- [YOUR GOAL]
Reproduce the records that follow without alteration, apart from removing the pictures.

Stored data entries:
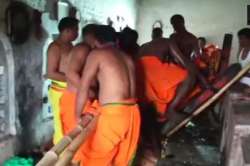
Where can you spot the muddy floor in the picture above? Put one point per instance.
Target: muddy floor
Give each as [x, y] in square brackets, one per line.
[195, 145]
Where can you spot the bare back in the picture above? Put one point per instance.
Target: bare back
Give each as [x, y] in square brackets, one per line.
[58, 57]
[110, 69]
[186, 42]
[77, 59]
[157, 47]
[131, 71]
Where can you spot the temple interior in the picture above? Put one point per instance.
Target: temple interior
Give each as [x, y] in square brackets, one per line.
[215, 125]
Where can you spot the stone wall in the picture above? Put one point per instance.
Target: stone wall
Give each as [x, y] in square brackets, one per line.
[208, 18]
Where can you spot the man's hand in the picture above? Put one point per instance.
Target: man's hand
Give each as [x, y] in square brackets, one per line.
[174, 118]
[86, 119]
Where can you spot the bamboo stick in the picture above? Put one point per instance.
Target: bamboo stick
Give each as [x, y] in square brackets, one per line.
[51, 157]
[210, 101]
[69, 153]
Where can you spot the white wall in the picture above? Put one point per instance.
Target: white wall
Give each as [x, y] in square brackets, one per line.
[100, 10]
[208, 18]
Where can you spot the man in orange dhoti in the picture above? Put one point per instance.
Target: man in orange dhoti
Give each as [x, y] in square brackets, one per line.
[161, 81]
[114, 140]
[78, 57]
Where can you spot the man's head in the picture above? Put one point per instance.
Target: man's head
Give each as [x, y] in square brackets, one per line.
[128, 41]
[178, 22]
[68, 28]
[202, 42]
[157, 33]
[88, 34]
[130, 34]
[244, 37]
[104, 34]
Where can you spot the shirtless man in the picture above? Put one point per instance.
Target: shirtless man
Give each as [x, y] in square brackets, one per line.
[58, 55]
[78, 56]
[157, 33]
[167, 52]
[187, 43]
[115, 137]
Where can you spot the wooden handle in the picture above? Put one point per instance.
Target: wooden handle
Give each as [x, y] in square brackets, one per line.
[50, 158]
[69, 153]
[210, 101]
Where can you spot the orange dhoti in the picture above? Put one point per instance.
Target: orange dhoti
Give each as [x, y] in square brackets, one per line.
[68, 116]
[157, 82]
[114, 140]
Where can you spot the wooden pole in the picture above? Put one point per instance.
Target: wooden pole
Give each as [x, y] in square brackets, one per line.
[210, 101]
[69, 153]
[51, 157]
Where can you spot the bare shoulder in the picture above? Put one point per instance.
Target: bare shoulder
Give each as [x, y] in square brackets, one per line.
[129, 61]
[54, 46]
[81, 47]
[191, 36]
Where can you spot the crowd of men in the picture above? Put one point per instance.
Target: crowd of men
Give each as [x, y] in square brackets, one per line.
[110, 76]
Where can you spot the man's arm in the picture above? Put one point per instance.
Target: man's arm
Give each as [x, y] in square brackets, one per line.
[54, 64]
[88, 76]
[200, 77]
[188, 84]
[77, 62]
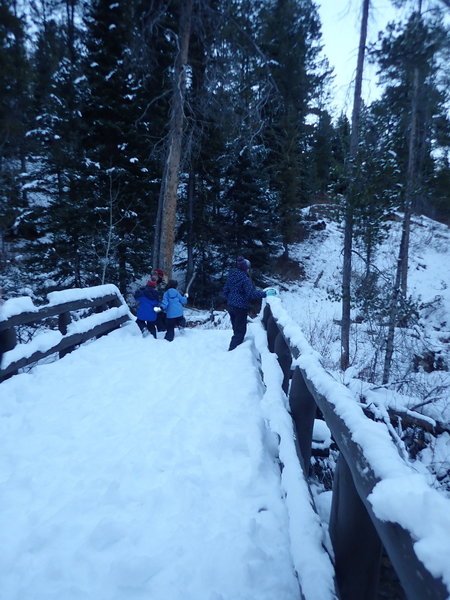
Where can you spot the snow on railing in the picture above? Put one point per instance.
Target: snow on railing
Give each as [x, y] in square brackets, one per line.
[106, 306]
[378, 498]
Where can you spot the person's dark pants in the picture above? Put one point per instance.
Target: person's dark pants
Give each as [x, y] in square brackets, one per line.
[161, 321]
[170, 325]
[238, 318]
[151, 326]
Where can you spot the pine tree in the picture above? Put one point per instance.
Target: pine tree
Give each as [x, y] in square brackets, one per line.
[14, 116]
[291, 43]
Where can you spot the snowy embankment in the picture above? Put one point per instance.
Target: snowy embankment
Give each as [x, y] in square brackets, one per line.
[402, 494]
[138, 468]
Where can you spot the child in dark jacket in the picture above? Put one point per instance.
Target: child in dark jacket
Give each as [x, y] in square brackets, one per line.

- [TASK SOLUTION]
Where can you spot the muddy floor in the picture above? Put one point per instance.
Target: muddy floor
Give each as [x, y] in square brackets, one per line.
[195, 145]
Where can you spot the bare back in the picture above? Put one point per instance.
Target: bare back
Give each as [x, y] in square brackets, one per line.
[58, 57]
[110, 69]
[186, 42]
[77, 59]
[157, 47]
[131, 71]
Where can you spot the temple interior in the picture above? Put one point per instance.
Target: temple interior
Give each as [x, y] in square brackets, one per line.
[215, 125]
Where can you spot the stone wall in the picture above? Put one point per instance.
Target: stone wall
Give each as [x, y] in square brackets, one per line.
[208, 18]
Where can you spot the man's hand in the picture above? Put one point per instance.
Target: man's hand
Give each as [x, y] in square brackets, one per line.
[174, 118]
[86, 119]
Where can you spot the bamboo stick in the picture above? Put one point per instance.
Target: bamboo stick
Give each as [x, y] in square brackets, one per line.
[51, 157]
[210, 101]
[69, 153]
Where can you spot the white wall in the picture above? Put one point per instance.
Target: white wall
Give each as [x, y] in square brackets, one per line.
[100, 10]
[208, 18]
Where can you spot the man in orange dhoti in the picture above? Put one point per instance.
Target: man in orange dhoti
Give each as [x, y] in square brackets, one per line.
[161, 81]
[114, 140]
[78, 57]
Where can you spot the man's head in the picture above? Put one point per instance.
Target: man's head
Give each as [x, y] in square brackets, one per line.
[128, 41]
[178, 22]
[68, 28]
[202, 42]
[157, 33]
[88, 34]
[130, 34]
[244, 37]
[104, 34]
Where can you spot the shirtless man in the picture above? Put one point per instance.
Target: shirtless man
Give each as [x, y] in square brackets, one per line.
[58, 55]
[78, 56]
[157, 33]
[167, 52]
[187, 43]
[115, 137]
Where can you spot the wooden handle in the picture above? Put one point per instance.
Target: wooden handle
Give each as [x, y] in square brackets, one per line.
[50, 158]
[69, 153]
[210, 101]
Where can you spot the orange dhoti in the picture above? Put one point per instance.
Target: orange dhoti
Give each as [x, y] in square brackets, one per line.
[68, 116]
[157, 82]
[114, 140]
Where can you spot the wooden pole in the picture above? Put one point per instance.
Target: wooden pole
Give each as [x, y] in square brackets, one per line.
[210, 101]
[69, 153]
[51, 157]
Where can you spot the bare shoulder in the picture above? Put one point per instance.
Target: bare shoulder
Give each as [x, y] in square brackets, one per line.
[129, 61]
[54, 46]
[81, 47]
[191, 36]
Where can you spot the crowd of men in the picture above? Put one point per instance.
Target: crowd of men
Give each as [x, y] in square brackets, one per line.
[110, 76]
Where can you spot the man's arm in the picture above? Put one point per instance.
Target: man's arm
Give each as [x, y] in square brackets, one per line.
[54, 64]
[88, 76]
[200, 77]
[188, 84]
[77, 62]
Where can you spot the snow on railing in the picture above? Put one point per instance.
Target: snow on railing
Give each as [x, y] in square brackets, one per line.
[106, 306]
[378, 498]
Where can you spot the person's dark pants in the picture above? Put one point per instance.
Target: person's dark pants
Give each as [x, y] in square brackets, one per line.
[161, 321]
[170, 325]
[238, 318]
[151, 326]
Where can you spot the pine tree in the picture above? Put one point per instance.
Target: pine tree
Give each as [x, y] in square brackets, one per line.
[14, 116]
[291, 43]
Where can you spot the snowy embankment in the picture above? Put one point per instance.
Target: snowy embankment
Give each as [x, y] in square brackets, one per line.
[402, 494]
[138, 468]
Where can you spot the child in dark jacket in the picture above? Put one point per instance.
Target: child in dark jacket
Give each as [x, y] in square brackets, one per line.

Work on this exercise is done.